EXTRACTED ENTRIES:
-- Start --

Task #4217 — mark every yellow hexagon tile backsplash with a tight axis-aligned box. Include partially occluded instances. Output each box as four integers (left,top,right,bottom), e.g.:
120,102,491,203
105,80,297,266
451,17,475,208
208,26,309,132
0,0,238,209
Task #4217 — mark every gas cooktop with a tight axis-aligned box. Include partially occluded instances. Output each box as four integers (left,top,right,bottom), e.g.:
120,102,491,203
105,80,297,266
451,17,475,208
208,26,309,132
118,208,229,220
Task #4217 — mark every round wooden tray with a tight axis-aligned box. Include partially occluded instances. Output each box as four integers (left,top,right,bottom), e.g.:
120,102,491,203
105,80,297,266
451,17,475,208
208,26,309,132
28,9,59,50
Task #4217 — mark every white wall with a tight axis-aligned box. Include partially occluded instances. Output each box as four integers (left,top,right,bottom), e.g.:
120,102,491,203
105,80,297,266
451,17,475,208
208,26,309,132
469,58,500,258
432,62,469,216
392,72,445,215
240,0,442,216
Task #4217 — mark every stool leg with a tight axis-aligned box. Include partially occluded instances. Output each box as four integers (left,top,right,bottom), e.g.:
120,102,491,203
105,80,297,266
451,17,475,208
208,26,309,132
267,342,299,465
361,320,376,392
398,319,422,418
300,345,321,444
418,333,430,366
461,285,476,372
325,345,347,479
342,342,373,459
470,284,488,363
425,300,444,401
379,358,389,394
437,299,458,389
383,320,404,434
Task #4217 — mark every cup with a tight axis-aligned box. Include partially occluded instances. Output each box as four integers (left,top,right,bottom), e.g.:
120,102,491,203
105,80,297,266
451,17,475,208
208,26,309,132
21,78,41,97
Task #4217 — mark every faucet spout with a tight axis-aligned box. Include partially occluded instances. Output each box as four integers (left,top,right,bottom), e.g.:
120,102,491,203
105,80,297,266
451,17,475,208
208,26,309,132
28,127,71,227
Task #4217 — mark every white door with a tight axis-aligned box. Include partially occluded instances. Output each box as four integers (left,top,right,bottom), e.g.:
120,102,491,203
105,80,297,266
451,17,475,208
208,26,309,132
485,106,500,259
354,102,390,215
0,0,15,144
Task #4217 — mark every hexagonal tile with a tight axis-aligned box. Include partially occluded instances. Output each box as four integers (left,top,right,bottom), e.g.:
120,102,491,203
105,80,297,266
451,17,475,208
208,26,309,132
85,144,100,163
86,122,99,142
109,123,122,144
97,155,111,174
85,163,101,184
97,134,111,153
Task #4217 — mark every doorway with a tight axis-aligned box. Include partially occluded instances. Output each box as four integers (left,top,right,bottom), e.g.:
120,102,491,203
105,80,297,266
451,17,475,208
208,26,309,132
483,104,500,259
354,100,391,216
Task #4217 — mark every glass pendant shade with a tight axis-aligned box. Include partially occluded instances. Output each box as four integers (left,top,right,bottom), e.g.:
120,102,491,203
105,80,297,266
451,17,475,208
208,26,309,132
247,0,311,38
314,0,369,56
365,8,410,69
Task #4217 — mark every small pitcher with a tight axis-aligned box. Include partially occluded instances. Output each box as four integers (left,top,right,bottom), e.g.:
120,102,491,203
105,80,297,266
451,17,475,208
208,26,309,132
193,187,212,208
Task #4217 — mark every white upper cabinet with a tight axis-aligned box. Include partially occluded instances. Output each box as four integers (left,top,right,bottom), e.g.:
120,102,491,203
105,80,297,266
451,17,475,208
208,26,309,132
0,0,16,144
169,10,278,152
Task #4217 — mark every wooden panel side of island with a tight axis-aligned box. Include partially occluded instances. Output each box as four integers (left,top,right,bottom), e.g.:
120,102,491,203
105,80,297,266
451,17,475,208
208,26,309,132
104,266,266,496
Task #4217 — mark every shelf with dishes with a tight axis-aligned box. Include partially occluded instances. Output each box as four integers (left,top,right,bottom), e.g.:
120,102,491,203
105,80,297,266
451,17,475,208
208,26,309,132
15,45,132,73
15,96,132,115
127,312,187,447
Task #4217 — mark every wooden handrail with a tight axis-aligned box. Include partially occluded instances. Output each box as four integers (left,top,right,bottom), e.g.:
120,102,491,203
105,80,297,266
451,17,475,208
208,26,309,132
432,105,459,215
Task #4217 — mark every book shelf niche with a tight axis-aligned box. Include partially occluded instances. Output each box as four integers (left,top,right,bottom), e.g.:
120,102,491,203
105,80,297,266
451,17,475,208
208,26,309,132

-- End --

Please write out every row above again, character for character, with nothing altered.

TASK SOLUTION:
Task #4217 — mark every yellow hexagon tile backsplash with a tight axis-aligned box. Include partially occluded instances. Output each box as four integers (left,top,right,bottom), e.g.:
120,102,491,203
105,80,297,266
451,17,475,208
208,26,309,132
0,0,238,209
Task #4217 — mark every gas cooktop with a tight axis-aligned box. Include partially occluded instances. Output each box as four integers (left,top,right,bottom), e.g.:
120,102,491,203
105,80,297,266
451,17,475,208
208,26,309,132
118,208,229,220
Task #4217 — mark every round wooden tray with a tight axis-aligned box. Include partially occluded instances. Output each box as four integers (left,top,right,bottom), e.g.:
120,102,491,203
105,80,297,266
451,17,475,208
208,26,309,132
28,9,59,50
Task #4217 — mark every white wall with a tight axis-aligned box. Include partially occluded instances. Output each box as four integers (left,top,right,bottom), e.g.:
120,102,491,203
105,80,297,266
451,17,475,208
208,26,309,132
469,58,500,258
432,62,469,216
392,72,445,215
240,0,442,216
Task #4217 — mark every stool leg with a tight axis-aligned box. Include partially occluded instances. Output each box as four integers (left,top,right,bottom), e.g.:
120,102,491,203
105,80,297,266
451,17,475,208
208,26,309,132
267,342,299,465
361,320,376,392
398,319,422,418
300,345,321,444
418,333,430,366
461,285,476,372
325,345,347,479
342,342,373,459
470,284,488,363
425,300,444,401
379,358,389,394
437,299,458,389
383,320,404,434
Task #4217 — mark every cup with a tight axis-aligned box. Include partially occluded instances. Output each box as four integers (left,top,right,bottom), e.g.:
120,102,491,203
105,80,297,266
451,17,475,208
208,26,309,132
21,78,41,97
Task #4217 — mark every faucet spout with a tight axis-aligned box. Include partially occluded instances. Output each box as four integers (left,top,right,bottom), e.g.:
120,102,491,203
105,80,297,266
451,17,475,208
208,26,309,132
28,127,71,227
Task #4217 — mark every white door with a tight axis-aligned box. Include partially occluded instances. Output each box as four integers (left,top,right,bottom), e.g.:
120,102,491,203
105,80,297,266
451,17,475,208
208,26,309,132
485,106,500,259
354,102,390,215
0,0,15,144
Task #4217 — mark every hexagonal tile with a tight axis-aligned box. Include partially occluded instances. Output each box as four integers (left,top,right,bottom), e.g.:
120,102,491,203
105,80,297,266
451,17,475,208
208,26,309,132
85,144,100,163
86,122,99,142
109,123,122,144
97,155,111,174
85,163,101,184
97,134,111,153
Task #4217 — mark every doorway with a tight axis-aligned box. Include partially occluded instances. Output each box as four integers (left,top,right,bottom), e.g.:
120,102,491,203
105,80,297,266
451,17,475,208
208,26,309,132
483,104,500,259
354,100,391,216
Task #4217 — mark every glass pendant shade with a tight axis-aligned box. Include partially occluded instances. Output each box as four integers (left,top,right,bottom), e.g.:
120,102,491,203
105,80,297,266
451,17,475,208
208,26,309,132
247,0,311,38
314,0,369,56
365,8,410,69
Task #4217 — mark every small pitcher with a tight axis-aligned box. Include partially occluded instances. Output each box as four integers (left,top,right,bottom), e.g.:
120,102,491,203
105,80,297,266
451,17,475,208
208,26,309,132
193,187,212,208
Task #4217 — mark every white upper cabinet with a tight axis-aligned box. Include partially occluded instances. Output each box as four integers (left,top,right,bottom), e.g.:
120,102,491,203
105,80,297,266
451,17,475,208
208,26,309,132
0,0,16,144
169,10,278,152
Task #4217 — mark every wooden panel side of island with a tight axis-aligned box. Include partially occluded instances. Output each box as four integers (left,top,right,bottom), e.g.:
120,102,491,203
105,80,297,266
451,17,475,208
208,26,309,132
104,266,266,496
Task #4217 — mark every shelf with dishes with a tight axis-aligned box. Include partially occluded instances. Output each box as four integers (left,top,right,bottom), e.g.:
120,102,491,203
105,80,297,266
451,17,475,208
208,26,309,132
15,45,132,73
15,96,132,115
127,312,187,447
Task #4217 — mark every wooden handrail with a tight axis-aligned box. Include partially occluded instances. Output each box as four integers (left,top,right,bottom), e.g.:
120,102,491,203
105,80,297,266
451,17,475,208
208,26,309,132
432,105,459,215
Task #4217 — mark every book shelf niche with a tight axis-aligned box. Include partially occluded instances. Output each box as four integers (left,top,right,bottom), e.g.:
120,102,491,203
105,80,297,266
451,17,475,208
208,26,309,132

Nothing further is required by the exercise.